• [WORK INSTRUCTIONS] Retype every entry in its entirety, without alteration.

• [INFORMATION GIVEN]
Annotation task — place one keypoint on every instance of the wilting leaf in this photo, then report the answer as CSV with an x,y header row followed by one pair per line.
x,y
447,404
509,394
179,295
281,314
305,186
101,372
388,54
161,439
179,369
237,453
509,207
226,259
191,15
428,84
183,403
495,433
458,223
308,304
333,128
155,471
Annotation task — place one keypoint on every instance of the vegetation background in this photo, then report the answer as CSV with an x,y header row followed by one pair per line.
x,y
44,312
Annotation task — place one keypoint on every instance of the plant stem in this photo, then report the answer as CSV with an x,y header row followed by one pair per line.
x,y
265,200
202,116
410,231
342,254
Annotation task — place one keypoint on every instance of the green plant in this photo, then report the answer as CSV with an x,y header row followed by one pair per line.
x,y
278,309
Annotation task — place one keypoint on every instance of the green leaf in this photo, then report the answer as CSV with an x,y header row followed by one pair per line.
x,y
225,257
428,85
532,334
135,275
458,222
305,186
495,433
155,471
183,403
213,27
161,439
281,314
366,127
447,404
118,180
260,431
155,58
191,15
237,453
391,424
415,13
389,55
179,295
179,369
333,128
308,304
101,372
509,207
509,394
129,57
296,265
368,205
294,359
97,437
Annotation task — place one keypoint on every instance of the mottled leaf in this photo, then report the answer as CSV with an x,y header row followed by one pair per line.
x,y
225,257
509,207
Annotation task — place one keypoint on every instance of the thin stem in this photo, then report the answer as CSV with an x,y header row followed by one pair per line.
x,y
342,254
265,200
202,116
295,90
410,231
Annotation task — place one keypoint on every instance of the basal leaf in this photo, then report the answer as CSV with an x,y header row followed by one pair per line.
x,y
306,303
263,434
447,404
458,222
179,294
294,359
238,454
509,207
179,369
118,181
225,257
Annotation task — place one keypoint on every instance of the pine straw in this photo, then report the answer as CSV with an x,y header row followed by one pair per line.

• [WRITTEN RESPONSE]
Annotation task — place one keypoint on every instance of the wilting leaf in this photo, then report the answer as CSV with an x,y header row followed by one pair per line.
x,y
447,404
509,394
179,295
281,314
305,186
101,372
388,54
161,439
179,369
237,453
509,207
226,259
191,15
428,84
183,403
495,433
458,223
308,304
333,128
155,471
Annotation task — place one keypoint on every instance of the vegetation background in this photo, then report the answer as CSV with an x,y header row followed by one pair per line.
x,y
44,312
Annotation task — place one keypoint on every instance of the plant stem in this photo, then report the answer as CSV with an x,y header row followed by one pair per line.
x,y
265,200
202,116
410,231
342,254
Annotation task — place one keypoint on every instance of the green plant in this photo, then report the answer as CSV with an x,y header row followed by one pair per line.
x,y
278,309
Annotation task — place one keypoint on every instance of the green leaf in this photo, then report the answer as CSV with an x,y header row followed by one pair per line.
x,y
225,257
428,85
532,334
135,275
458,222
305,186
495,433
155,471
183,403
213,27
161,439
281,314
366,127
447,404
118,180
260,431
155,58
191,15
237,453
391,424
415,13
389,55
179,295
179,369
333,128
308,304
101,372
509,207
509,394
129,57
296,265
368,205
294,359
97,437
Annotation task — place one keypoint on every instance of the mottled leaf in this photo, then report the answer as CSV with an x,y header row followed by one pair per line.
x,y
225,257
509,207
Annotation task — place one keypoint on every instance of the thin stem in this photo, then report the answer as CSV with an x,y header row followed by one pair per line.
x,y
342,254
265,200
202,116
295,90
410,231
Annotation task — place one keypoint on every instance of the basal leaf in this photo, then report the answer as CSV with an x,y header row followed by one pair per line.
x,y
306,303
263,434
447,404
458,222
179,294
294,359
238,454
509,207
179,369
118,181
225,257
Annotation task — place one keypoint on every instance of the pine straw in this photo, then report the answer as CSV with an x,y header row followed by one pair per line.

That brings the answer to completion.